How to complete this task:
Write out again, exactly as they stand, the line that includes "Please identify the bare" and all remaining lines of the entries.

[Records excerpted from a collection]
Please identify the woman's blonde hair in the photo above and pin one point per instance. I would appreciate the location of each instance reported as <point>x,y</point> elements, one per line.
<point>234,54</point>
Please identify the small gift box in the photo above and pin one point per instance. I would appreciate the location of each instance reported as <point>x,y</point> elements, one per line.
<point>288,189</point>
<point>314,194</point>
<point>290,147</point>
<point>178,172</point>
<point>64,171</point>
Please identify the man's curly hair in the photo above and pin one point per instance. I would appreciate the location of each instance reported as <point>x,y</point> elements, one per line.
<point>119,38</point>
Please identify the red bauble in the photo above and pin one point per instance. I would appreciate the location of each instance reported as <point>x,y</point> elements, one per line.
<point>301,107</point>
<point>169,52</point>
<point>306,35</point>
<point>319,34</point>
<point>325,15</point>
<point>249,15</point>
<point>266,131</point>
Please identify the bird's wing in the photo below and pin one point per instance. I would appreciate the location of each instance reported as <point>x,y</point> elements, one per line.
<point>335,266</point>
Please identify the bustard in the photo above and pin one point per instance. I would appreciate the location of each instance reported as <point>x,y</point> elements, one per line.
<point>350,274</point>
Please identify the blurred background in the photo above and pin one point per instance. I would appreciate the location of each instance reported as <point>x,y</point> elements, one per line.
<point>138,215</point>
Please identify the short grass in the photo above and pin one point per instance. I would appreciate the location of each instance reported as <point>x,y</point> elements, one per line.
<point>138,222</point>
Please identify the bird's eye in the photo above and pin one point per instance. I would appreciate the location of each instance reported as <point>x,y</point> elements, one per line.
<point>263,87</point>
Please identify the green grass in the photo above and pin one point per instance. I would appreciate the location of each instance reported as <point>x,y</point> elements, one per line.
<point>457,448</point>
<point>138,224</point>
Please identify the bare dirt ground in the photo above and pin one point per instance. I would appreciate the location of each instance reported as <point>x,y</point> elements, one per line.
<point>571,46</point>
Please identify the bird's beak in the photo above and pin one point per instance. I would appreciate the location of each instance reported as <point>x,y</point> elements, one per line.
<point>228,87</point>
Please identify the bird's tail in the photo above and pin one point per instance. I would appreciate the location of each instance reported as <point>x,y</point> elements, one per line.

Response:
Please identify the bare dirt ground in the photo above and pin one point per instance. I would appreciate the location of each instance reported as <point>x,y</point> elements, one per line.
<point>571,46</point>
Please identify the bird's beak in the photo above and pin one point per instance. I would appreciate the location of each instance reported as <point>x,y</point> elements, one per line.
<point>228,87</point>
Please identify the bird's tail in the photo above and pin one point per instance. I would appreciate the location of each instance reported as <point>x,y</point> elements, one per line.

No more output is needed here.